> **Source document**
▼

When choosing a trading mode for connecting the market, it is necessary to consider not only the convenience of trading links, the transparency of trading information, and the economy of trading results, but also the contribution of market participants and the fairness of transactions. Rolling matching trading can effectively ensure the order and fairness of market transactions by matching both buyers and sellers with quotation. Meanwhile, this mode can automatically complete transactions through the program, and its transaction information is transparent and real. Therefore, this paper chooses rolling matching trading as the basic transaction mode of green certificate market, CCER market and their connection market. The combination of this mode and contribution degree can effectively meet the market’s trading needs and ensure fair competition in the market, so as to better connect the green certificate and CCER market.

2.3. Model Assumptions

The construction of trading modes and their models needs to be carried out under specific scenarios, for which the following assumptions are made in this paper:
Assumption 1. 
The carbon emission reduction suppliers in the market mainly consider renewable energy power generation enterprises, in which enterprises participating in the green certificate market follow the issuance criteria of “1 MWh corresponds to one green certificate”.
Assumption 2. 
To avoid double-counting problems, renewable energy generators can only choose between applying for green certificates or CCER.
Assumption 3. 
Only transactions in the spot market are considered, not the forward market and storage.
Assumption 4. 
The research process is set up so that the green certificate market is traded first, the CCER market is traded later, and the bridging market of the two is traded last.
Assumption 5. 
Green Certificates and CCER are only considered for one transaction and the liquidity is not considered.

2.4. Transaction Process of Different Modes

2.4.1. Basic Trading Model

In order to clearly reflect the impact of whether to establish a connecting market on market trading results and carbon reduction targets, it is necessary to establish a comparison mode, that is, the traditional trading market mode without connecting and introducing contribution degree. In this trading mode, the buyers and sellers of green certificate and CCER market respectively carry out rolling matching transactions in the quote-quote until the market clears.
In the context of carbon quota, with renewable energy power generation enterprises, market players providing CCER and emission control enterprises as market participants, the green certificate market and CCER markets successively conduct transactions in the rolling matching trading manner.
In the transaction process, the buyer is arranged in descending order according to the offer, the seller is arranged in ascending order according to the offer. Transactions can take place when the buyer’s offer is higher than the seller’s offer. The turnover is calculated according to the minimum bid quantity of both sides, the transaction price takes the average value of both sides. At the end of the transaction through the effect test model to calculate the transaction volume, the total cost of transactions and the average price, the total social welfare and carbon emission reduction.

▲

> **Short problem**
According to the passage on green certificate and CCER trading above, how is the transaction price set in the basic trading model? Please answer in one sentence.

> **Provided material**
▼

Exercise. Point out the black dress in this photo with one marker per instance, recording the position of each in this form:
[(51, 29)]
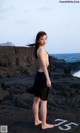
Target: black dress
[(39, 88)]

▲

> **Response to this task**
The transaction price is the average of the buyer's and the seller's offers.